Output the lines between the one containing "Q: For each instance of the asphalt" and the one containing "x=671, y=95", inclusive, exactly as they appear.

---

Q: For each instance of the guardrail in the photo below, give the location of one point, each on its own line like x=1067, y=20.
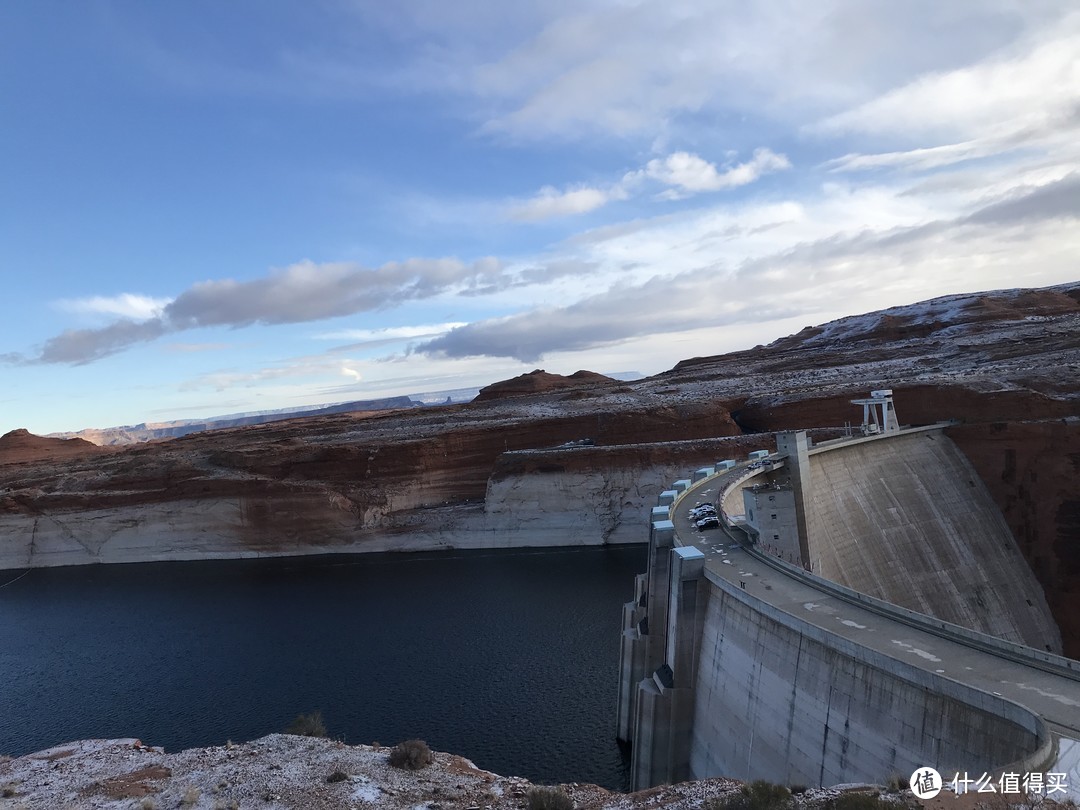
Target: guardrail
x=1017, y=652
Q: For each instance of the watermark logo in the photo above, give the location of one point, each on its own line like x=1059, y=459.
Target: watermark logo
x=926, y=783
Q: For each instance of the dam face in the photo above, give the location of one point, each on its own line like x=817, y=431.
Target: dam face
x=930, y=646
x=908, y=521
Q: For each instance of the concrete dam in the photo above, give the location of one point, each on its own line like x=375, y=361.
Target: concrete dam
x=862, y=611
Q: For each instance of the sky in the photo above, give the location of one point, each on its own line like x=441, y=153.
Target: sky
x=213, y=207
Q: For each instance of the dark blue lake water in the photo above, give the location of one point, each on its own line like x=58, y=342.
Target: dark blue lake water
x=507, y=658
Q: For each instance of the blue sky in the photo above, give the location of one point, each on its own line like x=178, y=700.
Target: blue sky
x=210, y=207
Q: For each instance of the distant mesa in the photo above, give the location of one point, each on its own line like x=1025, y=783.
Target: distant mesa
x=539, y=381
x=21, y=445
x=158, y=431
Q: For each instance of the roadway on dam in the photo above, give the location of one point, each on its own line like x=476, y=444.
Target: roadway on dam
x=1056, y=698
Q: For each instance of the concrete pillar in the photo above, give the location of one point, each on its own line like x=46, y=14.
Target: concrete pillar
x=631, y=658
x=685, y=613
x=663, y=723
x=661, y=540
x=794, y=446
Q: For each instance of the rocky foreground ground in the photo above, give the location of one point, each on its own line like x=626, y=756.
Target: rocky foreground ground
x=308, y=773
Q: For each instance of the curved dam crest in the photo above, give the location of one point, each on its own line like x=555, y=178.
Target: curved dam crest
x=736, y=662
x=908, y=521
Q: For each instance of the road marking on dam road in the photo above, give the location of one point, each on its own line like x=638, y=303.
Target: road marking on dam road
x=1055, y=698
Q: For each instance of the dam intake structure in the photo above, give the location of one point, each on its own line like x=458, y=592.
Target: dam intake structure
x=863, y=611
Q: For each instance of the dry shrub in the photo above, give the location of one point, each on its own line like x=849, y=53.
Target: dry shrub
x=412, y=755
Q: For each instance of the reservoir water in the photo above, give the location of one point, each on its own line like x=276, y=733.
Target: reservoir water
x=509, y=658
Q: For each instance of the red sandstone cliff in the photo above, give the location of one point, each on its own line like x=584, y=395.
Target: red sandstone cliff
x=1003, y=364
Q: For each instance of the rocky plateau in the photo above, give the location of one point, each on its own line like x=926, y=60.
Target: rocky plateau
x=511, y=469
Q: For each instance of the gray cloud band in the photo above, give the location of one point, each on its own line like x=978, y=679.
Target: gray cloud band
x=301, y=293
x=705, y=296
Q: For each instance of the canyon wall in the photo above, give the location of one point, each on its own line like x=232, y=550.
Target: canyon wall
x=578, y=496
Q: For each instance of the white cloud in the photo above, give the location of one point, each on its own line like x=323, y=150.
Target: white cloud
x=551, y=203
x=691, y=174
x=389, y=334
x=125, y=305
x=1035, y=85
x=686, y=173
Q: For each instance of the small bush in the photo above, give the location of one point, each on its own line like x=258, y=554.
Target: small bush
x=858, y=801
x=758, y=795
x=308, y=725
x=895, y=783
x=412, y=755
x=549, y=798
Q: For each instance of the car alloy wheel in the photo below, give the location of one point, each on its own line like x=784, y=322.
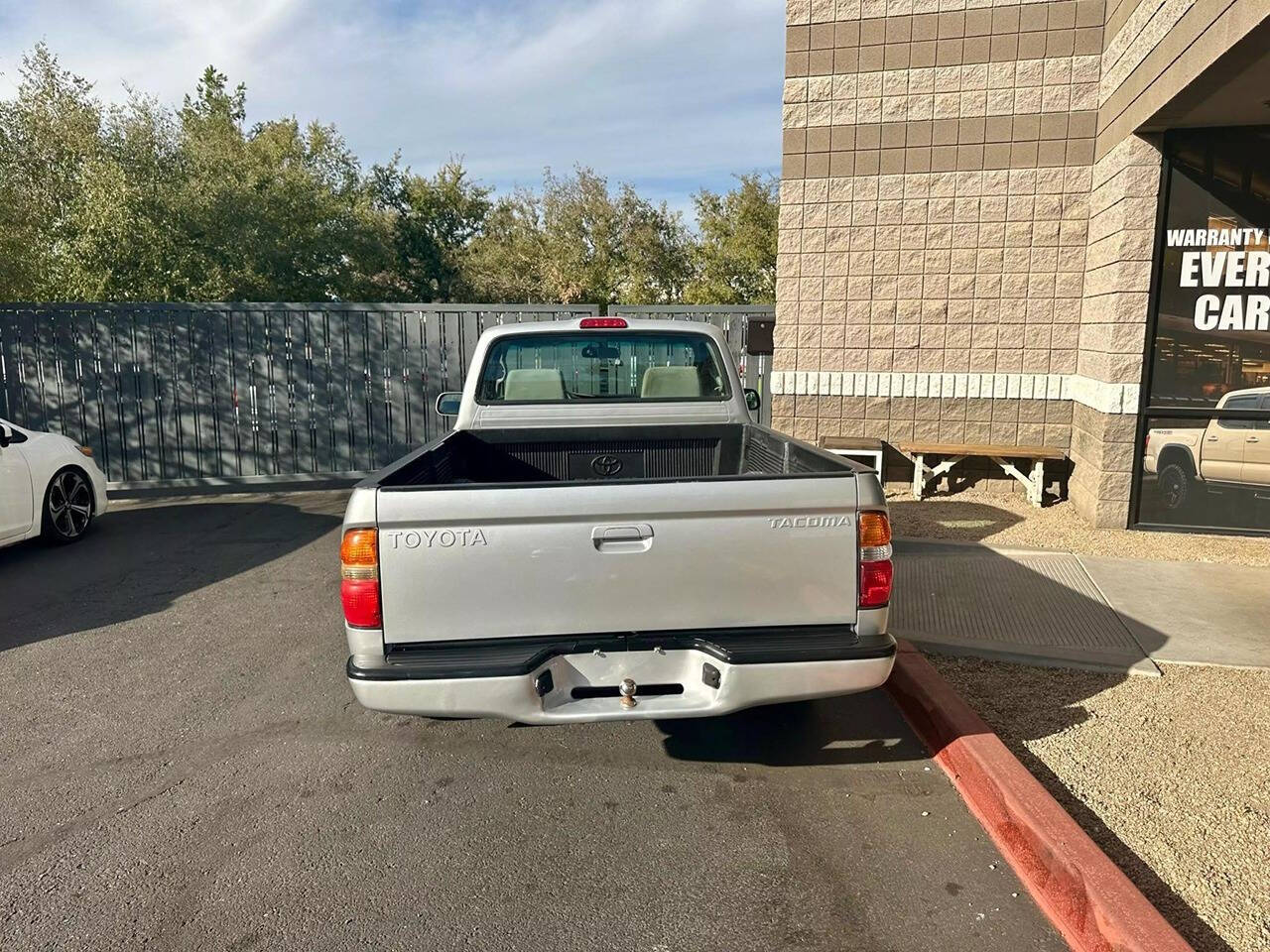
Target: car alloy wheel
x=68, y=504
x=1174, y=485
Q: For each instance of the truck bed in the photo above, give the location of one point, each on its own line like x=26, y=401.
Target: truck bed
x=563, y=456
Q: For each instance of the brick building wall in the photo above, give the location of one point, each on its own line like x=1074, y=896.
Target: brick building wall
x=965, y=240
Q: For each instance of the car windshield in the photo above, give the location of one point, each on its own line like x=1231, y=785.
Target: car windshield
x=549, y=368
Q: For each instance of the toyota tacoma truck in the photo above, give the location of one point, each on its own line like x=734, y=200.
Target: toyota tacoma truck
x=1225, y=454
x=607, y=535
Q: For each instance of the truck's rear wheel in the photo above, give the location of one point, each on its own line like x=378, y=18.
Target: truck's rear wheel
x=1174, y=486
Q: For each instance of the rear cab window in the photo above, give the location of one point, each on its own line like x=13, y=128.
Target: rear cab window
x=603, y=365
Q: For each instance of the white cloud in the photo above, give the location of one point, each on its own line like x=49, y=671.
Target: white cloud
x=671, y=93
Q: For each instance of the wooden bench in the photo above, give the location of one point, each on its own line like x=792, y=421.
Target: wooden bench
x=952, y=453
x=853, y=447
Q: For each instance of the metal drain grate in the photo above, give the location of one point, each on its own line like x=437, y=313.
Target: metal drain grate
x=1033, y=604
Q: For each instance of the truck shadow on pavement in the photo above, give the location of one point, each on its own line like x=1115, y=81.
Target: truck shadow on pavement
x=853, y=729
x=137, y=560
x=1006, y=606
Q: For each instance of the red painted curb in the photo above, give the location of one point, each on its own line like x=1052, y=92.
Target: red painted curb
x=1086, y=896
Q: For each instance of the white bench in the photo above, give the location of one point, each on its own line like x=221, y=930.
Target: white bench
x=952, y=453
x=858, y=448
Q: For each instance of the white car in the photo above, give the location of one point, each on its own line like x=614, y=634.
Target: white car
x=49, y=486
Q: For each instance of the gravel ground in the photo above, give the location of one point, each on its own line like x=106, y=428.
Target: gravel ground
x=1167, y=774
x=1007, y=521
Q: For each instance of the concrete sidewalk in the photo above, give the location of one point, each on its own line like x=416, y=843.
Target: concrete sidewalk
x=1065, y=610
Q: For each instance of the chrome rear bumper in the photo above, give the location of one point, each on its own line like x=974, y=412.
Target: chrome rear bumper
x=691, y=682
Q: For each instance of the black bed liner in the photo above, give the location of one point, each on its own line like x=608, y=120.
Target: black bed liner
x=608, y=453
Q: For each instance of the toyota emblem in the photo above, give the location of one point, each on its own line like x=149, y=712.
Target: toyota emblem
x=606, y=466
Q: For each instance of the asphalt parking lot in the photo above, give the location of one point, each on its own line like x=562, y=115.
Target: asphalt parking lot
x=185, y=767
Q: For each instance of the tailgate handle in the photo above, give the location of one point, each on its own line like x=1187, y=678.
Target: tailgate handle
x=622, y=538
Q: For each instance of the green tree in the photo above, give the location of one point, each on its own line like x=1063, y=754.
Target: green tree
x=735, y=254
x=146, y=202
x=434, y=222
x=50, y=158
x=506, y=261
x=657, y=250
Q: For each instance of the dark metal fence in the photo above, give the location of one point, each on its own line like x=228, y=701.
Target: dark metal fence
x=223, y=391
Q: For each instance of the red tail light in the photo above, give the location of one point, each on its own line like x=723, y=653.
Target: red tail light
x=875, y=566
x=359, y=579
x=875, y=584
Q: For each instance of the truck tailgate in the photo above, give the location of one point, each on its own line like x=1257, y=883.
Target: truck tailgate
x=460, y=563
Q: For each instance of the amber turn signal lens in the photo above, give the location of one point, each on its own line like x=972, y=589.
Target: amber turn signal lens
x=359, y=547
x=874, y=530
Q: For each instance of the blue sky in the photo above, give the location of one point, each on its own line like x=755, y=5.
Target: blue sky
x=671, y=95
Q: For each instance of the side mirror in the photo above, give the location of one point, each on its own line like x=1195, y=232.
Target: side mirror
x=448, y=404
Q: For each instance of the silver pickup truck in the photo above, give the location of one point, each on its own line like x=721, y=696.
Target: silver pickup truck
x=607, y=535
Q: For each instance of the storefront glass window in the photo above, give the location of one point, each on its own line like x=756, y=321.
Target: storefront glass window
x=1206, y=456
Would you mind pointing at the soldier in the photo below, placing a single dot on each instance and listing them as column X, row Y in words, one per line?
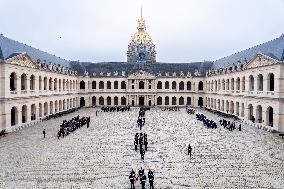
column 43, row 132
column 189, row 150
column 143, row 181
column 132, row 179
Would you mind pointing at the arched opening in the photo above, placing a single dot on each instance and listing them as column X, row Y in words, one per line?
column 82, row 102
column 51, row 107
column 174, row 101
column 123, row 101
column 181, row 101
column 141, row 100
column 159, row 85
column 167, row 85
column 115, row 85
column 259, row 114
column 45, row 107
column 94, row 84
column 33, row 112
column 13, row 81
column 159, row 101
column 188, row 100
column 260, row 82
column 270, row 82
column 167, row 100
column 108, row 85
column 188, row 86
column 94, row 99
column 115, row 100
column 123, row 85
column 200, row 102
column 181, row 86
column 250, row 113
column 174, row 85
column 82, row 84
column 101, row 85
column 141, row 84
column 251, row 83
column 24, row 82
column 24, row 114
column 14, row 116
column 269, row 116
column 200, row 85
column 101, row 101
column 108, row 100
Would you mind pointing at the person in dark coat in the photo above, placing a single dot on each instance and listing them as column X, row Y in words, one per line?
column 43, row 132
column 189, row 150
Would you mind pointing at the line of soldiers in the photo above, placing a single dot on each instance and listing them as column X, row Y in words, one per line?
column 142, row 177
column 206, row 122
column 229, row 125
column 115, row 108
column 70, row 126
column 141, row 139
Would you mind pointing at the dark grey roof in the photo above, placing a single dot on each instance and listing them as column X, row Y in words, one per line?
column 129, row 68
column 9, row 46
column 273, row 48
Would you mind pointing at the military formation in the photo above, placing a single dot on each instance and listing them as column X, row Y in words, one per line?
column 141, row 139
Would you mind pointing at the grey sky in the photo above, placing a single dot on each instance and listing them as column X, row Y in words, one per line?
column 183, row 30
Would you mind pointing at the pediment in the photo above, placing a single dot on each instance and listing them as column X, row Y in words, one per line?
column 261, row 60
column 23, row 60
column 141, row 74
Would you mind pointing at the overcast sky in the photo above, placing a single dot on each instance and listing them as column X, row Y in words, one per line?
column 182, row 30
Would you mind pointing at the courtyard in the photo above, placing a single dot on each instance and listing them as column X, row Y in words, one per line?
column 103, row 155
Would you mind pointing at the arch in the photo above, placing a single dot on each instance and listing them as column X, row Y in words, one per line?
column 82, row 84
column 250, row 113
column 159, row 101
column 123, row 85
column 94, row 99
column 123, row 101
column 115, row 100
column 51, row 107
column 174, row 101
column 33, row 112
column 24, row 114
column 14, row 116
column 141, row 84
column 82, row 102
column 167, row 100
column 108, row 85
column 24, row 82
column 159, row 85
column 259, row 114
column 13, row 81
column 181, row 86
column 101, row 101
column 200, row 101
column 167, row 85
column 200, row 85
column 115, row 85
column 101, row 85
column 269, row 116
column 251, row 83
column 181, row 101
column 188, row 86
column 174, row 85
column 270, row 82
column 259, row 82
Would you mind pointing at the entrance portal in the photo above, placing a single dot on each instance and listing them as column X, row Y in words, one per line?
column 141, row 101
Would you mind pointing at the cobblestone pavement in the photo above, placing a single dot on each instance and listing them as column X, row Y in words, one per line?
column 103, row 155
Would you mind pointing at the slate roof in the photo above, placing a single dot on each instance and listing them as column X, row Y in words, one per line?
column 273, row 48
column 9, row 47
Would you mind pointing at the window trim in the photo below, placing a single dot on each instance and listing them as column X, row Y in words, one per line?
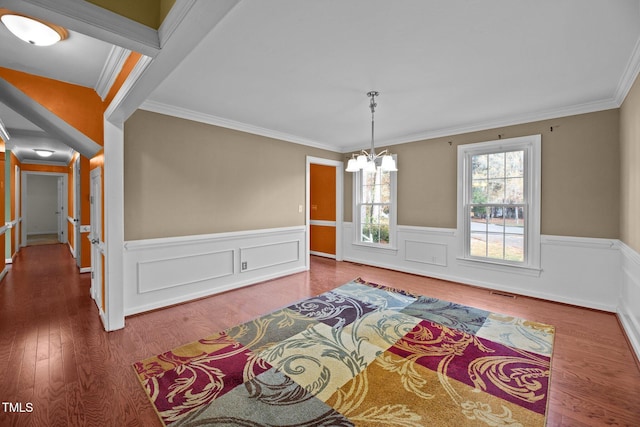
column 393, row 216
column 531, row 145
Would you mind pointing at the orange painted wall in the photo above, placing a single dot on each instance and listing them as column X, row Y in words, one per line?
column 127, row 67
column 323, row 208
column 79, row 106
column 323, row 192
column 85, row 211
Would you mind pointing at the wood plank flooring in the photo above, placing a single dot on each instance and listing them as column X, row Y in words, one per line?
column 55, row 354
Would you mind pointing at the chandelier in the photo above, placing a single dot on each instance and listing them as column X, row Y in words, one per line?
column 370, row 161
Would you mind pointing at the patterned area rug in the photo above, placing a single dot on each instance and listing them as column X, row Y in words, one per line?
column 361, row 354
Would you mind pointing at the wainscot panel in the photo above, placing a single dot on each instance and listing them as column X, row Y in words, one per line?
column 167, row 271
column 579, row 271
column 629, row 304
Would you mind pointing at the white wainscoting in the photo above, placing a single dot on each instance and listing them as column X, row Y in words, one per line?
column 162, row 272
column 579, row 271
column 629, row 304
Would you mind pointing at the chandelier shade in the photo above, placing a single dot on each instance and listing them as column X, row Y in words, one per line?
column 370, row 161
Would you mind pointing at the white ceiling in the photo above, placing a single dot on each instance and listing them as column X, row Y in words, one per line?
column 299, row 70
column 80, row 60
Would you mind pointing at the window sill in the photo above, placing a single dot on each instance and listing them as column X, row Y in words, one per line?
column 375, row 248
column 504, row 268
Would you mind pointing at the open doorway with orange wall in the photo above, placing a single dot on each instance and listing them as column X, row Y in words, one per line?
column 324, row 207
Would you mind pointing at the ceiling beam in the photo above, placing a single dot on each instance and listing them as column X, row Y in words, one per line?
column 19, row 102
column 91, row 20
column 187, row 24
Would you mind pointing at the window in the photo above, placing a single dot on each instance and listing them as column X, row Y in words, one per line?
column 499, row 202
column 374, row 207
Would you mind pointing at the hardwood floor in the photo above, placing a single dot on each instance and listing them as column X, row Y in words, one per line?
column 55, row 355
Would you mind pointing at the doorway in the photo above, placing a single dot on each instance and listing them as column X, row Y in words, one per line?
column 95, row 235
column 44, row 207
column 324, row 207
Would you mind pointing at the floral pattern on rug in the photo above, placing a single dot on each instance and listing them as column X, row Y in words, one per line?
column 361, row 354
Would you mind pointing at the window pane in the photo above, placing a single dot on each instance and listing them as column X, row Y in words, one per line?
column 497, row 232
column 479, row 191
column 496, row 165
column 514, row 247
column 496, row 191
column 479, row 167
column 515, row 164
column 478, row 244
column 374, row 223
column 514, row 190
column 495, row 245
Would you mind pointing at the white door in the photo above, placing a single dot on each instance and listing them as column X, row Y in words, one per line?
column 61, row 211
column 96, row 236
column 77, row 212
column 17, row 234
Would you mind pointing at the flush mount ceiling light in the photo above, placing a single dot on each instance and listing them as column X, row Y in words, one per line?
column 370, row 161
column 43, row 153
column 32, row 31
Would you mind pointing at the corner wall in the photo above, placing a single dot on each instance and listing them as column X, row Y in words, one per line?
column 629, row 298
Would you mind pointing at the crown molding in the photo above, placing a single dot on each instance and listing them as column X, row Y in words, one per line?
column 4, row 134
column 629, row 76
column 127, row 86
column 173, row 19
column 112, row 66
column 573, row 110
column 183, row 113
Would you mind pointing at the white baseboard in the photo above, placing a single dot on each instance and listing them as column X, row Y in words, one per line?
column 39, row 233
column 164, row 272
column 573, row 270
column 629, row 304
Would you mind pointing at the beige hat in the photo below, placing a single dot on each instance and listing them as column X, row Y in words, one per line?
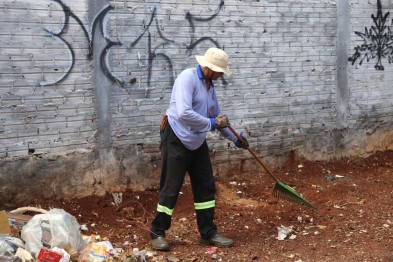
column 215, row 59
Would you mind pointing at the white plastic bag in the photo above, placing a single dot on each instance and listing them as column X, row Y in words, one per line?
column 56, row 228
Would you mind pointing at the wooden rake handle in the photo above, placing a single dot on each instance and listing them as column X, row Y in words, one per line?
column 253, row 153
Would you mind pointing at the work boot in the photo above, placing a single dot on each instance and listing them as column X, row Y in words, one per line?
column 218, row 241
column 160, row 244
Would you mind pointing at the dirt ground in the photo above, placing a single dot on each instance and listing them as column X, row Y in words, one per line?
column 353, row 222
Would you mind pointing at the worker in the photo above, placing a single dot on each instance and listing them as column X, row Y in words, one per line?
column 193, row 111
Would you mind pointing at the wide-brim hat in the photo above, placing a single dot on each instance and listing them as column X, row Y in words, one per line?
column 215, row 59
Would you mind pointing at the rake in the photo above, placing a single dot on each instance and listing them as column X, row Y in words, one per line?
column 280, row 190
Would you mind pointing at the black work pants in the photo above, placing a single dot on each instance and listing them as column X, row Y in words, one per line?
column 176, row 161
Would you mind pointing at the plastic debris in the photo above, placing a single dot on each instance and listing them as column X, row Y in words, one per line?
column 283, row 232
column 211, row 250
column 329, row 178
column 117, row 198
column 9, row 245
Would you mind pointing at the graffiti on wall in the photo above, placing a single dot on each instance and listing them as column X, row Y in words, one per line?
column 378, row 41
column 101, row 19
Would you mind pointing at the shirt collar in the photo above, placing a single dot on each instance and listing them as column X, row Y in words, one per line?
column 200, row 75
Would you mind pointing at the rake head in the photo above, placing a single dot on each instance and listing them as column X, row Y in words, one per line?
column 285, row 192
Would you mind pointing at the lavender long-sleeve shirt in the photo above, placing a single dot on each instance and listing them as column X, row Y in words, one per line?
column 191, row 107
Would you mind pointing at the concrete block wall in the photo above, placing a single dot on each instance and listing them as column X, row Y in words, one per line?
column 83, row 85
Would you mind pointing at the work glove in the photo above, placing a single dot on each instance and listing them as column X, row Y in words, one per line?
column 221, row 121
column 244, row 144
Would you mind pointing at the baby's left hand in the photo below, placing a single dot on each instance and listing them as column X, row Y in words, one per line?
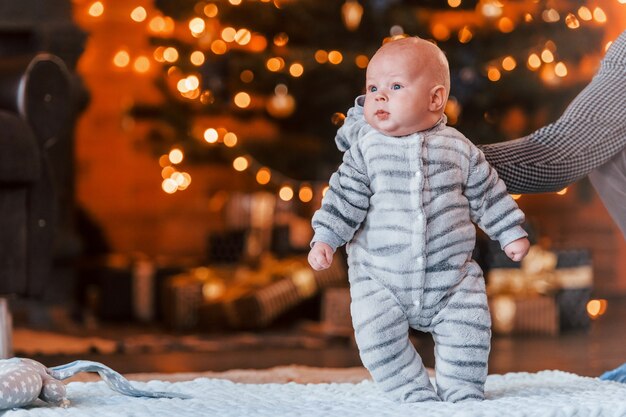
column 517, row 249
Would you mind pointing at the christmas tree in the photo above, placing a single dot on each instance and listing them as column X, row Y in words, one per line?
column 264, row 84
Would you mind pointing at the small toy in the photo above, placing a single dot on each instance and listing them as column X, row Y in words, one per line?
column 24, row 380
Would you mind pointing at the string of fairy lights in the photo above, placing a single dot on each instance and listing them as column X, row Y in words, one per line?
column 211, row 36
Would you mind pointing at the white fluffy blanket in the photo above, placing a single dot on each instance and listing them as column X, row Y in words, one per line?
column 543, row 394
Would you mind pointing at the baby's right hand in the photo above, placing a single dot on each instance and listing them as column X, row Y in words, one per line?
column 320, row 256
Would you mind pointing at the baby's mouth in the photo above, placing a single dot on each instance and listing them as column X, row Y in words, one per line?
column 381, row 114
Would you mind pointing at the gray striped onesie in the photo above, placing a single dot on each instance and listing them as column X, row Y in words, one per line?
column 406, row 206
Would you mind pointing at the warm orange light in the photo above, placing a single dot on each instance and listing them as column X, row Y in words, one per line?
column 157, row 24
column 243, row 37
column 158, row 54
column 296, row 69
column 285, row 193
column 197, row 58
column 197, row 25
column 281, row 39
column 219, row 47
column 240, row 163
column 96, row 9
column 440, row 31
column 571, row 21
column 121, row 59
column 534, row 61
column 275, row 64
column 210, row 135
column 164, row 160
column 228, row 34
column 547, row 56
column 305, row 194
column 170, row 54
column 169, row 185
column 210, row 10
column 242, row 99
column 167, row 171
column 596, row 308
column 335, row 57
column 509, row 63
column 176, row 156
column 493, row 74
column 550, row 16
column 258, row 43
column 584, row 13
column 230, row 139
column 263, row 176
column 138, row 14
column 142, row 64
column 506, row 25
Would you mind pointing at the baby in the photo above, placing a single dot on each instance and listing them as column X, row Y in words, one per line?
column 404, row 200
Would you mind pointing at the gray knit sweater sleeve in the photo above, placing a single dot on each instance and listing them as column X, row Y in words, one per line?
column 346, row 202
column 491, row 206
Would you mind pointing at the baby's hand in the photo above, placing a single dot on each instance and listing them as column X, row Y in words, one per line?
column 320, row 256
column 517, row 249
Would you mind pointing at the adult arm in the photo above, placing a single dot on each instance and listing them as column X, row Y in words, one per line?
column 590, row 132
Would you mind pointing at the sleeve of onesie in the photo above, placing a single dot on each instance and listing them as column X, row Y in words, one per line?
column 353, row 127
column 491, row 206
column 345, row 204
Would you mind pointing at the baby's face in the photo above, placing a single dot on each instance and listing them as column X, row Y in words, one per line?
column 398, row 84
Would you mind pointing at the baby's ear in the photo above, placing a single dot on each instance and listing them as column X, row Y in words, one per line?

---

Task result →
Q: For each instance of the asphalt parking lot in the photo above, give the location of one point, each on its own line like x=562, y=115.
Target: asphalt parking lot
x=185, y=767
Q: For each instance of the tailgate handle in the photo above, give the location of one point, each on its own line like x=1187, y=678.
Target: tailgate handle
x=622, y=538
Q: For each instance of the green tree in the photo above, give the location of one point, each on its own line like x=1063, y=754.
Target: green tree
x=735, y=254
x=146, y=202
x=434, y=222
x=50, y=158
x=506, y=261
x=657, y=250
Q: For each instance of the dark metal fence in the photo above, give the location of one point, each on its own line like x=228, y=701.
Target: dark metal fence
x=223, y=391
Q: For each instance of the red tail light in the photo above, give the location of one point, each on its own line like x=723, y=653.
Target: red tail light
x=875, y=566
x=359, y=579
x=875, y=584
Q: For each instance of the truck tailgate in the photo above, give the location of one point, each on its own line like x=1257, y=883.
Target: truck tailgate
x=460, y=563
Q: For each instance of the amber turn signal lens in the photo above, give the location of one point, each on its own line like x=972, y=589.
Target: amber turn signal lens
x=359, y=547
x=874, y=530
Q: For each instance of the blue sky in the photo above, give the location of one point, each on its own line like x=755, y=5.
Target: blue sky
x=671, y=95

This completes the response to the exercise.